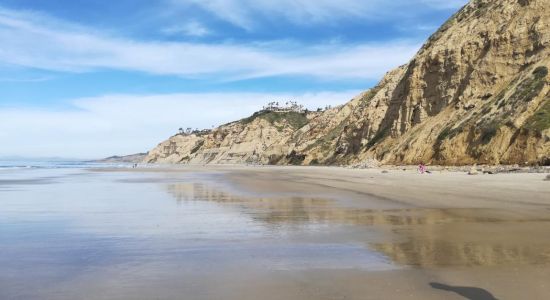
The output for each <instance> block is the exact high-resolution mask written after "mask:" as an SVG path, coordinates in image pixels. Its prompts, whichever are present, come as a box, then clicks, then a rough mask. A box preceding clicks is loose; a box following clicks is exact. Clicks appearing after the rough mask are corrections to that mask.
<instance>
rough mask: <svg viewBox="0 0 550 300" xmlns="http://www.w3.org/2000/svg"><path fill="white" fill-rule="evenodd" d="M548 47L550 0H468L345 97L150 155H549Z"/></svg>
mask: <svg viewBox="0 0 550 300" xmlns="http://www.w3.org/2000/svg"><path fill="white" fill-rule="evenodd" d="M549 47H550V2H549V0H473V1H471V2H470V3H469V4H467V5H466V6H465V7H463V8H462V9H461V10H460V11H459V12H457V13H456V14H455V15H454V16H453V17H452V18H451V19H449V20H448V21H447V22H446V23H445V24H444V25H443V26H442V27H441V28H440V29H439V30H438V31H437V32H436V33H435V34H434V35H432V36H431V37H430V39H429V40H428V41H427V42H426V44H425V45H424V46H423V47H422V49H421V50H420V51H419V52H418V53H417V55H416V56H415V57H414V58H413V59H412V60H411V62H410V63H409V64H407V65H405V66H402V67H400V68H398V69H396V70H394V71H391V72H389V73H388V74H386V76H385V77H384V79H383V80H382V81H381V82H380V83H379V84H378V85H377V86H376V87H375V88H373V89H371V90H369V91H367V92H365V93H363V94H361V95H359V96H358V97H356V98H355V99H353V100H351V101H350V102H348V103H347V104H345V105H343V106H340V107H337V108H334V109H330V110H327V111H325V112H322V113H310V114H307V115H301V117H300V116H291V115H279V116H269V117H267V116H255V117H253V118H251V119H246V120H248V121H245V120H241V121H238V122H235V123H231V124H228V125H224V126H221V127H220V128H217V129H216V130H214V131H213V132H212V133H209V134H206V135H204V136H197V135H192V136H174V137H172V138H170V139H169V140H168V141H166V142H164V143H162V144H160V145H159V147H157V148H156V149H154V150H152V151H151V152H150V154H149V155H148V156H147V158H146V159H145V161H146V162H170V163H185V162H191V163H193V162H197V163H245V162H261V163H275V164H288V163H292V164H352V163H357V162H360V161H363V160H365V159H369V158H375V159H377V160H379V161H381V162H382V163H388V164H411V163H418V162H419V161H424V162H428V163H437V164H472V163H489V164H499V163H502V164H515V163H522V164H523V163H526V162H528V163H543V164H548V163H549V161H550V84H549V82H550V79H549V75H548V68H549V67H550V48H549ZM296 119H300V121H299V122H296Z"/></svg>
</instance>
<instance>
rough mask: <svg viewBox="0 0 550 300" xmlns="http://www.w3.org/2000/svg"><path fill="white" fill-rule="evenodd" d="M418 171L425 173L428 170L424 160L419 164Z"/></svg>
mask: <svg viewBox="0 0 550 300" xmlns="http://www.w3.org/2000/svg"><path fill="white" fill-rule="evenodd" d="M418 172H419V173H420V174H424V173H426V172H427V169H426V165H424V163H423V162H421V163H420V164H419V165H418Z"/></svg>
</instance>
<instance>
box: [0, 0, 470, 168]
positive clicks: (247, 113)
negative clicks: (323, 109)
mask: <svg viewBox="0 0 550 300" xmlns="http://www.w3.org/2000/svg"><path fill="white" fill-rule="evenodd" d="M466 2H467V1H466V0H393V1H387V0H278V1H274V0H116V1H104V0H63V1H59V0H0V40H1V41H2V44H1V46H0V141H1V143H0V145H1V146H0V157H3V156H4V157H5V156H22V157H53V156H55V157H67V158H83V159H92V158H101V157H106V156H111V155H115V154H117V155H122V154H132V153H138V152H146V151H148V150H150V149H151V148H153V147H154V146H156V145H157V144H158V143H159V142H161V141H162V140H164V139H166V138H168V137H169V136H171V135H173V134H175V133H176V132H177V129H178V128H180V127H184V128H187V127H192V128H212V127H213V126H218V125H220V124H224V123H226V122H229V121H233V120H236V119H240V118H243V117H246V116H248V115H250V114H251V113H253V112H254V111H257V110H258V109H260V108H261V107H262V106H263V105H264V104H266V103H267V102H270V101H272V100H275V101H280V102H286V101H287V100H295V101H298V102H299V103H301V104H304V105H305V106H306V107H308V108H311V109H315V108H317V107H324V106H326V105H333V106H334V105H339V104H343V103H345V102H347V101H348V100H350V99H351V98H353V97H354V96H355V95H357V94H358V93H360V92H362V91H364V90H366V89H368V88H370V87H372V86H374V85H375V84H376V83H377V81H378V80H380V79H381V77H382V76H383V75H384V73H386V72H387V71H389V70H391V69H393V68H395V67H397V66H399V65H402V64H405V63H407V62H408V61H409V60H410V59H411V58H412V57H413V56H414V54H415V53H416V52H417V51H418V49H419V48H420V47H421V45H422V44H423V43H424V41H425V40H426V39H427V38H428V37H429V36H430V35H431V34H432V33H433V32H434V31H435V30H437V28H438V27H439V26H440V25H441V24H443V23H444V22H445V20H446V19H448V18H449V17H450V16H451V15H452V14H453V13H454V12H456V11H457V10H458V9H459V8H460V7H461V6H463V5H465V4H466Z"/></svg>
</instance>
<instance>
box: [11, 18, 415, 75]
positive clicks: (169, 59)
────
Task prompt
List every line of the data above that contains the string "rough". Matching is case-sensitive.

Solution to this task
The output for each <instance> block is the exact high-resolution mask written after "mask:" as an SVG path, coordinates in image pixels. Its prompts, whichever are present, come as a box, then clicks, then a rough mask. A box preceding clicks is loose; a box following clicks is exact. Clicks appearing after the rough mask are corrections to that mask.
rough mask: <svg viewBox="0 0 550 300" xmlns="http://www.w3.org/2000/svg"><path fill="white" fill-rule="evenodd" d="M548 47L550 0H468L345 97L150 155H549Z"/></svg>
rough mask: <svg viewBox="0 0 550 300" xmlns="http://www.w3.org/2000/svg"><path fill="white" fill-rule="evenodd" d="M418 171L425 173L428 170L424 160L419 164Z"/></svg>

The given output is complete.